### SHORT TASK
Could you filter the records below, copying out every line that contains the string "green"? Matching is case-sensitive.

====== MATERIAL PROVIDED ======

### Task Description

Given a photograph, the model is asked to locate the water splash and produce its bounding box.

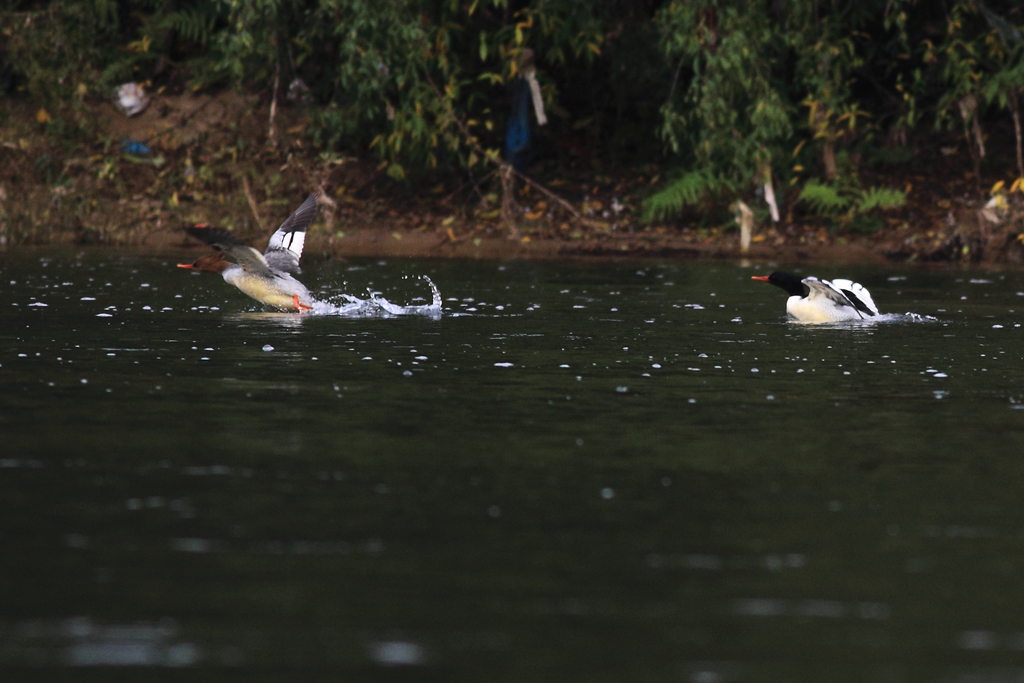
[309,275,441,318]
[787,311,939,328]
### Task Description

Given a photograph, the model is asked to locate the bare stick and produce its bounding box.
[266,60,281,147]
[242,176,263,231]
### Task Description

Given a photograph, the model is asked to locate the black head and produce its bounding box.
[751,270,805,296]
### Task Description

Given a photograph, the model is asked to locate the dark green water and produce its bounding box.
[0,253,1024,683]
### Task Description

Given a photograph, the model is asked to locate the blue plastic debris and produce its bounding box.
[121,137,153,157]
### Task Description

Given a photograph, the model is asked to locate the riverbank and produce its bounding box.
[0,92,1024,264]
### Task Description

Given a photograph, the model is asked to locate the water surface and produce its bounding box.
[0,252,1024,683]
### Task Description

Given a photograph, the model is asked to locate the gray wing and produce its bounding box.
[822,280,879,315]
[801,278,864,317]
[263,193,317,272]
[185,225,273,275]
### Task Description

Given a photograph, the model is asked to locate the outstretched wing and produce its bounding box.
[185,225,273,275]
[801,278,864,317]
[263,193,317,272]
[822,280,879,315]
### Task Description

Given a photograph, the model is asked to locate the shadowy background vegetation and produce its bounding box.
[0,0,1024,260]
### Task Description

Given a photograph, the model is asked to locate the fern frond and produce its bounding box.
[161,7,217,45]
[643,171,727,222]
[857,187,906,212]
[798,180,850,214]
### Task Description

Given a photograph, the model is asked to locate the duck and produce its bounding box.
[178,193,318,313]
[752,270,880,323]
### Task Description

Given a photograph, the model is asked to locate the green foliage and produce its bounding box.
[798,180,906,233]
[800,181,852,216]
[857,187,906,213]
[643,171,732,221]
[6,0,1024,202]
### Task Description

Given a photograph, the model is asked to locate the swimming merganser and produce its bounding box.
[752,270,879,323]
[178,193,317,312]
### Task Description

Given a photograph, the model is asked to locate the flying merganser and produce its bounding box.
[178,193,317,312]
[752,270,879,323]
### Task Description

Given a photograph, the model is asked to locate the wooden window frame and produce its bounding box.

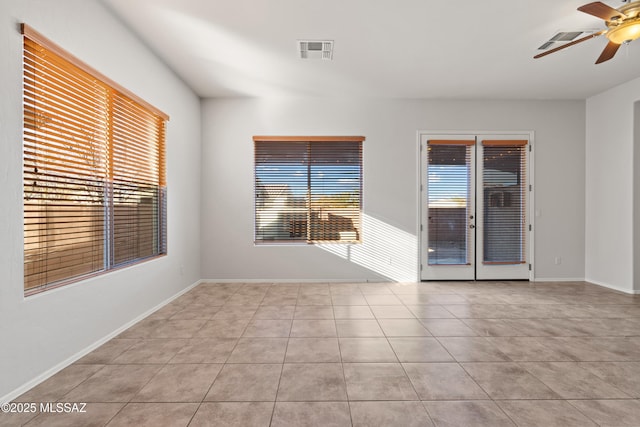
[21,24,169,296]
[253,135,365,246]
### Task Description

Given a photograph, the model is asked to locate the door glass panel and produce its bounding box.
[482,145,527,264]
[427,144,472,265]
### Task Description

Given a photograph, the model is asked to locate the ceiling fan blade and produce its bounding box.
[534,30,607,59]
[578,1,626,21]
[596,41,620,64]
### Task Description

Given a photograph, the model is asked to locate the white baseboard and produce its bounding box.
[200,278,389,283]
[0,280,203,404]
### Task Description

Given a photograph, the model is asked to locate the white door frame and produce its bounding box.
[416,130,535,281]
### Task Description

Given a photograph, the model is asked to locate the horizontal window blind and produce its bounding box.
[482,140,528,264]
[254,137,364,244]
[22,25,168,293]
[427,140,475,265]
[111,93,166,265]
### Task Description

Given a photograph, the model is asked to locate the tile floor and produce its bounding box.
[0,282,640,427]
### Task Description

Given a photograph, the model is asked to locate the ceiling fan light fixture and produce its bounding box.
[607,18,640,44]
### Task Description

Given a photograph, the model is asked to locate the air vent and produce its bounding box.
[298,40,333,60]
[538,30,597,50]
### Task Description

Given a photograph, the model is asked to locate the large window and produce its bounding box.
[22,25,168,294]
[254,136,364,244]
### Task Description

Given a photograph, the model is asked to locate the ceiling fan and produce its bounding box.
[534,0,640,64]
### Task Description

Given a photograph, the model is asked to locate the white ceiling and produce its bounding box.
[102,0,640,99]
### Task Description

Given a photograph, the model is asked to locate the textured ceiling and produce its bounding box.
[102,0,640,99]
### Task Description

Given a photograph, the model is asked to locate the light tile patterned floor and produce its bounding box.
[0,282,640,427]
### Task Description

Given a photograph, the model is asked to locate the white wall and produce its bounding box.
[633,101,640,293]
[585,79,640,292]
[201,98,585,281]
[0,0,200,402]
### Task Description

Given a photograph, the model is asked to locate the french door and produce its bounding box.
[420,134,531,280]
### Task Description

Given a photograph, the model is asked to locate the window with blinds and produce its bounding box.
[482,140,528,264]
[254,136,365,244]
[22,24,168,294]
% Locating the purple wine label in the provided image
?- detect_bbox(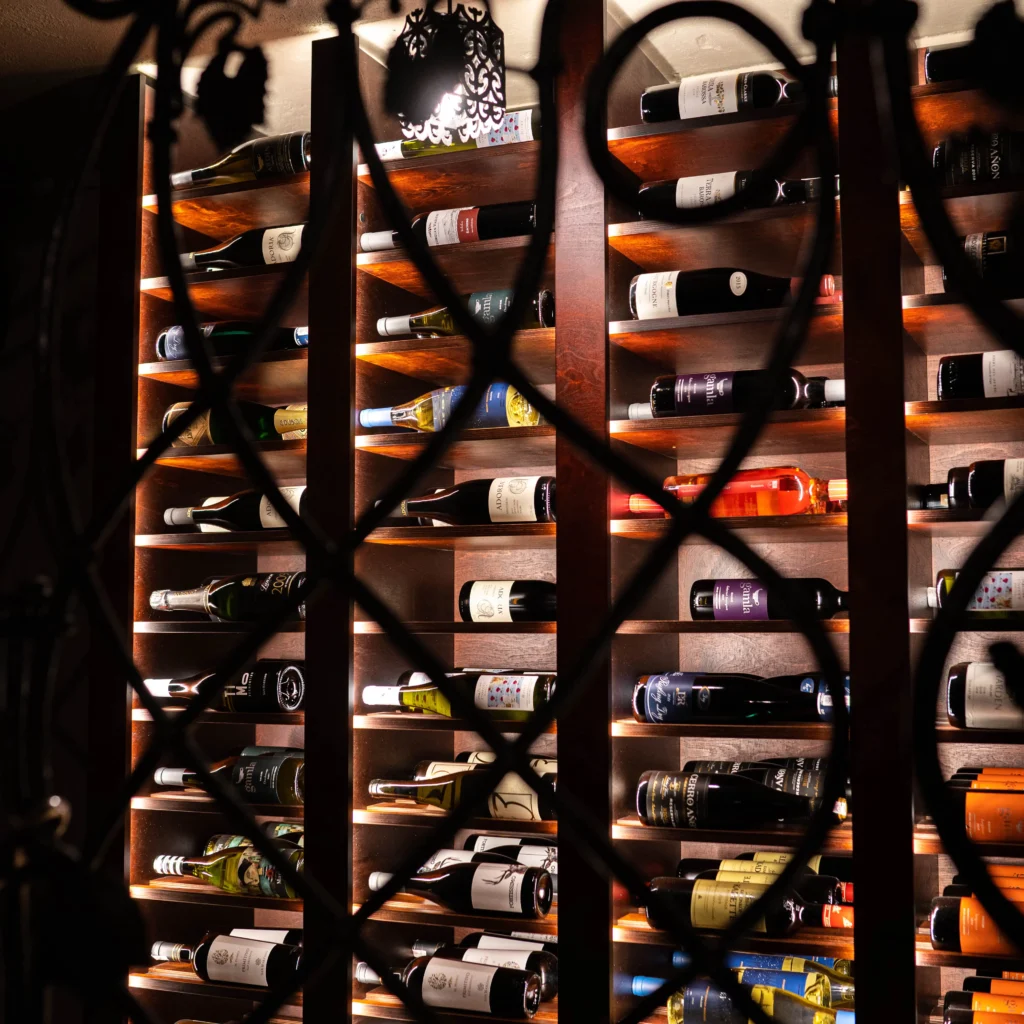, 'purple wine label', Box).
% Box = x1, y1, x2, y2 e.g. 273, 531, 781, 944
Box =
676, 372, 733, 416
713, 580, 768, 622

======
====== MATERIAL PROVIDED ======

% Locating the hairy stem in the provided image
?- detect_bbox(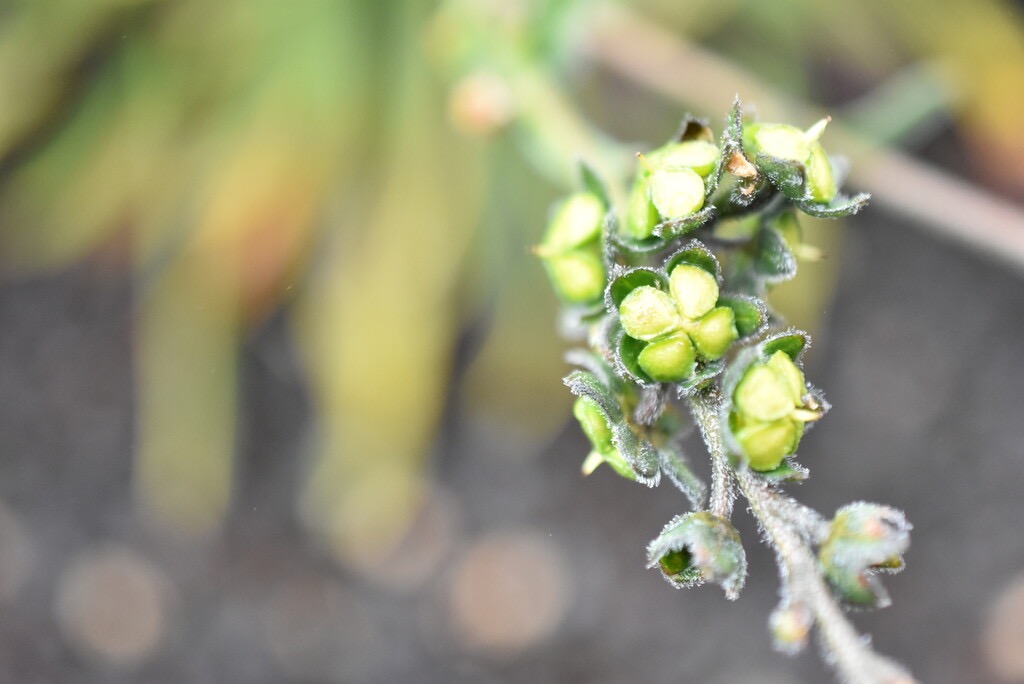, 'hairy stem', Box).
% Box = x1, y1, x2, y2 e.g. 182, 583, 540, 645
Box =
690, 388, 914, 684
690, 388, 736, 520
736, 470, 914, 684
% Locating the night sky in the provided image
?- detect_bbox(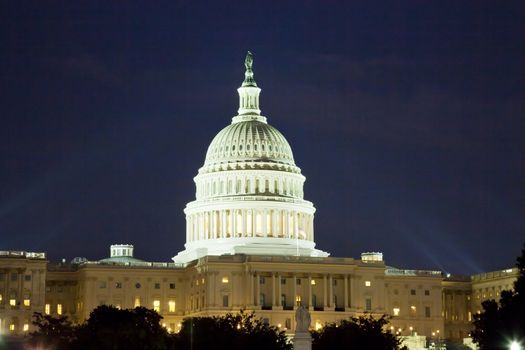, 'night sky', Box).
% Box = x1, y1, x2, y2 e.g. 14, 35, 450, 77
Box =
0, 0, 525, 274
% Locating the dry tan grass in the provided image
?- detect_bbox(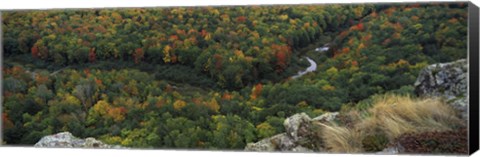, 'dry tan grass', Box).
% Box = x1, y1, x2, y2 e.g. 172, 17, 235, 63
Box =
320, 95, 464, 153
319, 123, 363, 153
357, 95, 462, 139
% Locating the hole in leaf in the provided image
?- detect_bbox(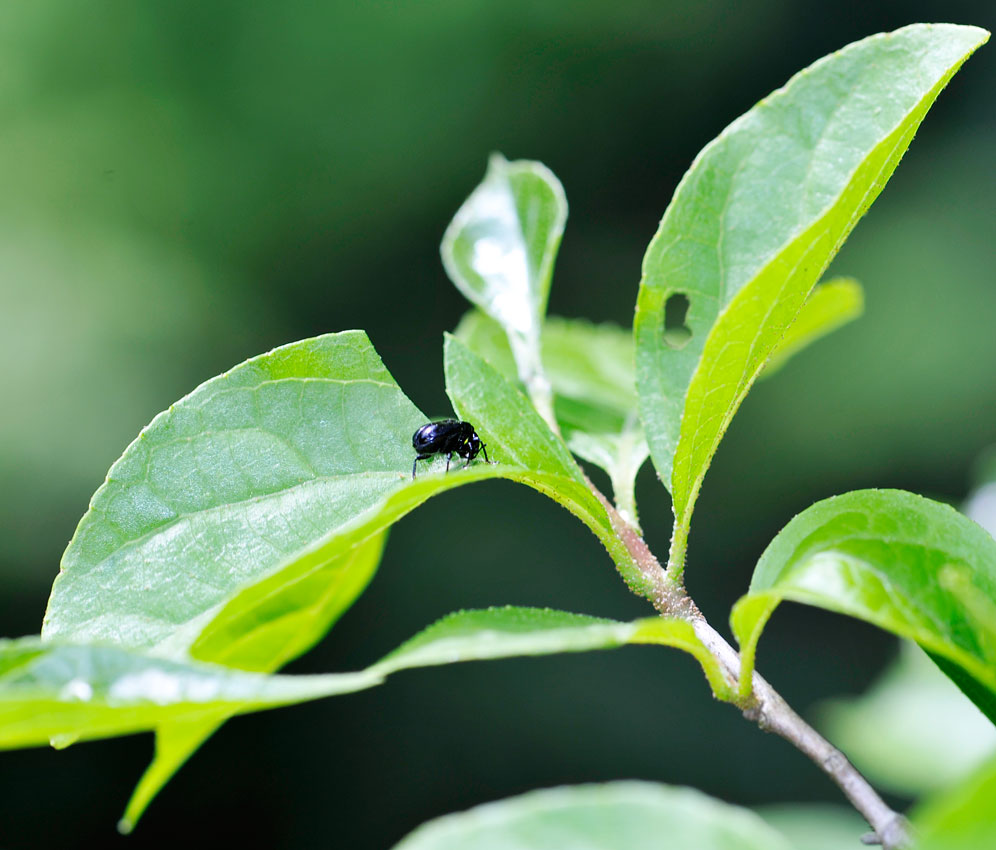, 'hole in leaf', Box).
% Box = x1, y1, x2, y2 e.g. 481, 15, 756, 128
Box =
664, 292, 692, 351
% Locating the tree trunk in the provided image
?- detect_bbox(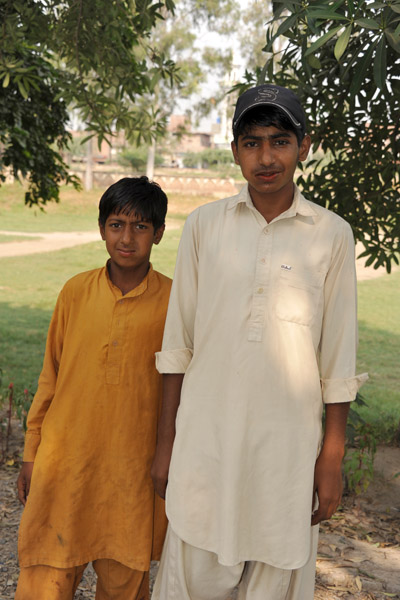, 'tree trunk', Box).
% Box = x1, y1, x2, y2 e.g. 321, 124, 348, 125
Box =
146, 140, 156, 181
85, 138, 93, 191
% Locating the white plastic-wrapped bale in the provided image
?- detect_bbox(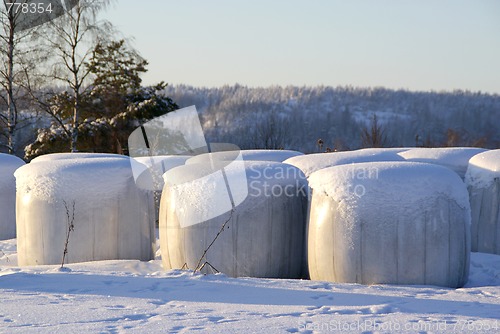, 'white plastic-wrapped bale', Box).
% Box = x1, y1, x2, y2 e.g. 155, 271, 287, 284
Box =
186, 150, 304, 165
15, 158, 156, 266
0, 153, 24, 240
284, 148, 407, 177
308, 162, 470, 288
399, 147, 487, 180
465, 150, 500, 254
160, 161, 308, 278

======

### SOLUTION TO THIS TASK
Given a photograph, the model is asked to locate the dark green water and produce its bounding box.
Given a photograph, the model is asked to locate the green foliage and produce its bounding box.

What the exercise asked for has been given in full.